__Data lines__.
—————

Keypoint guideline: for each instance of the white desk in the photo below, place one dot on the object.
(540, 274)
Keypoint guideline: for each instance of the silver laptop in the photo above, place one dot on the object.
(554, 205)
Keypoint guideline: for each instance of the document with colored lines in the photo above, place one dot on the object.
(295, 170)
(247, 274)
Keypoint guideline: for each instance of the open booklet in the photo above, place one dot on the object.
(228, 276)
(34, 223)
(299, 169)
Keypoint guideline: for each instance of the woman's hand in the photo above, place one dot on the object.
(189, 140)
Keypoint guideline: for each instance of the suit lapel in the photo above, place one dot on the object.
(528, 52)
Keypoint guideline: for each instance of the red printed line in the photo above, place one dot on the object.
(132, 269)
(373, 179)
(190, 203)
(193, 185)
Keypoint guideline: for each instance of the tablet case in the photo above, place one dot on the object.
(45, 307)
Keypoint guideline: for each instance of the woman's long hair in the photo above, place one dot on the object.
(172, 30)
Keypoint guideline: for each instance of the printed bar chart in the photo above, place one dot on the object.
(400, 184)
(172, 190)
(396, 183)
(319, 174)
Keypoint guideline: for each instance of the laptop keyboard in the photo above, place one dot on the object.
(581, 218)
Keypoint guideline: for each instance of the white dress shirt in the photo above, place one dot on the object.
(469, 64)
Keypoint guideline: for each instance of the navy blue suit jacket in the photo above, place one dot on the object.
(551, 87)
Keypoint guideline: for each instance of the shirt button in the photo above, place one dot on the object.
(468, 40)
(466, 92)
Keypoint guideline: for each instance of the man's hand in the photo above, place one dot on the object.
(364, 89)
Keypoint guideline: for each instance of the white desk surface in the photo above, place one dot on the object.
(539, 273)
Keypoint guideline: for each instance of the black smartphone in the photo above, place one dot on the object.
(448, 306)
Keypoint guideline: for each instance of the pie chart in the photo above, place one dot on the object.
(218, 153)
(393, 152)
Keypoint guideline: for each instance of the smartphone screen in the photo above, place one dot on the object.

—————

__Required task__. Give back all the records exactly as they stand.

__Solution to this exercise__.
Keypoint guideline: for each instance of the white desk in the photo below, place one dot on the object.
(540, 274)
Keypoint guideline: for each instance of the silver laptop in the photo above, place one dot on the object.
(554, 205)
Keypoint guideline: for each instance of the document with colored lines in the photo above, place one dot on the object.
(295, 170)
(247, 274)
Keypoint guideline: for each instance of the open booklet in the photo above, place one dot on the object.
(228, 276)
(34, 223)
(299, 169)
Keypoint guideline: for each instance of the woman's hand in the photo above, place one dot on the object.
(189, 140)
Keypoint guideline: for each instance of the suit lapel in the photo above, place one dot on the object.
(528, 52)
Keypoint guideline: for each instance of the red printed line in the photo above, place one dot on the object.
(132, 269)
(373, 179)
(190, 203)
(193, 185)
Keypoint guideline: for each instance of the tablet case in the photo above, place one dot on the object.
(45, 307)
Keypoint guideline: for each instance of the woman's long hair in the photo above, place one dot on the object.
(172, 30)
Keypoint guideline: for each instance of the printed bar chart in the photo above, place one dot on the object.
(400, 184)
(172, 190)
(396, 183)
(319, 174)
Keypoint guideline: for each instance of the laptop keyboard in the photo above, place one dot on the object.
(581, 218)
Keypoint guideline: for each instance of the white dress shirt in the photo above, place one dot on the object.
(469, 64)
Keypoint guideline: for each instance of the navy blue suit jacket in the photo above, place one dot on the object.
(551, 87)
Keypoint guideline: for each instance of the shirt button in the photo above, place one dot on the object.
(468, 40)
(466, 92)
Keypoint guideline: for each instance of the man's hand in the photo above, place one dot on the object.
(364, 89)
Keypoint guideline: for each instance of the white desk surface in the photo above, place one dot on the object.
(539, 273)
Keypoint guideline: for each instance of the black smartphone in the photo above, place one dot on the object.
(448, 306)
Keypoint guideline: for each instance of the pie chart in the photo above, place one dot on the object.
(218, 153)
(393, 152)
Keypoint guideline: for each instance of the smartphone screen in the photo above, place one dot on the object.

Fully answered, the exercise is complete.